Billy Collins was born the only child of William S. and Katherine M. Collins. Collins’s father was an electrician, and his mother was a nurse. Each of his parents was forty at the time of Collins’s birth. Collins grew up in Jackson Heights, a community in Queens, New York City. When he was in junior high school, his father became an insurance broker on Wall Street and, enjoying success in business, eventually moved his family to Westchester County.
Collins recalled his own precocious behavior at the age of four or five. When company arrived at his family’s home, he sat in a chair and pretended to read an encyclopedia, presuming that the guests were impressed. He also recalled his first effort to record an impression in writing: At age ten, he was in the family car as his parents drove along the East River, and Collins, seeing a sailboat, asked his mother for writing materials. At church he was an altar boy, and he cites his memorization of Latin phrases for the Mass as an influence on his later writing. He memorized the music of the sounds without knowing their meaning. Collins also remembered that his father brought home copies of Poetry from the office, and this reading material strengthened the young writer’s interest in poems.

== Record set ==
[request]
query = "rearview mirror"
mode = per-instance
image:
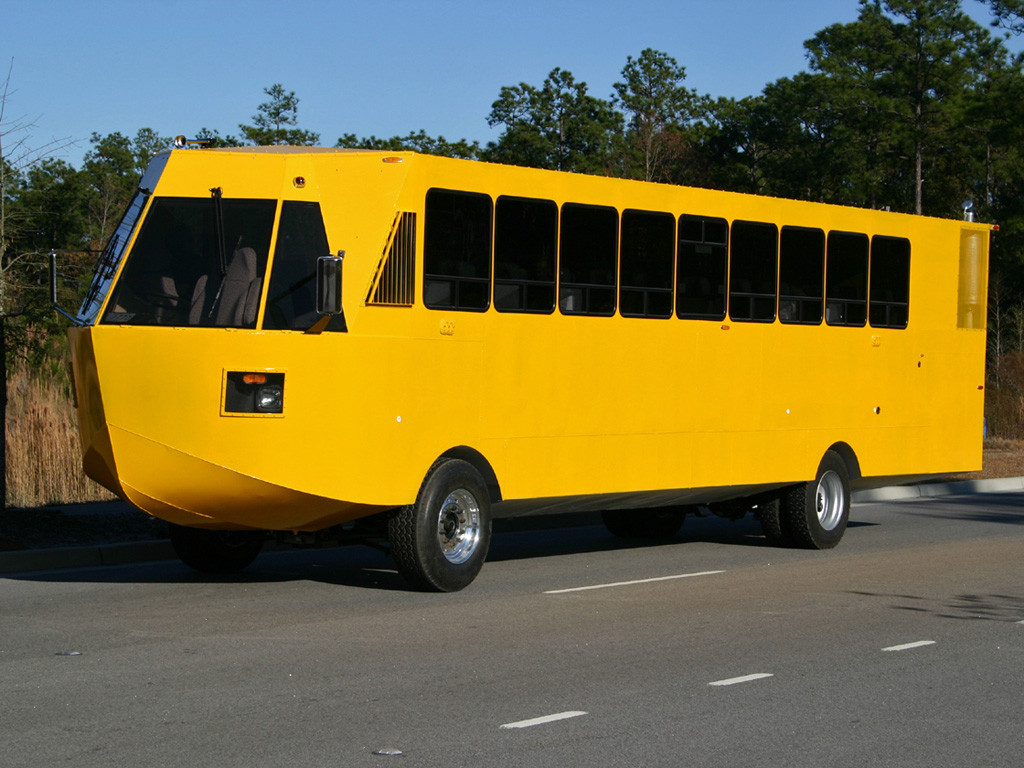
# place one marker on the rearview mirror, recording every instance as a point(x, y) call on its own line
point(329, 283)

== Short task ==
Please write out everything from "Billy Collins was" down to "to Westchester County." in the Billy Collins passage above, word for word.

== Result ==
Billy Collins was born the only child of William S. and Katherine M. Collins. Collins’s father was an electrician, and his mother was a nurse. Each of his parents was forty at the time of Collins’s birth. Collins grew up in Jackson Heights, a community in Queens, New York City. When he was in junior high school, his father became an insurance broker on Wall Street and, enjoying success in business, eventually moved his family to Westchester County.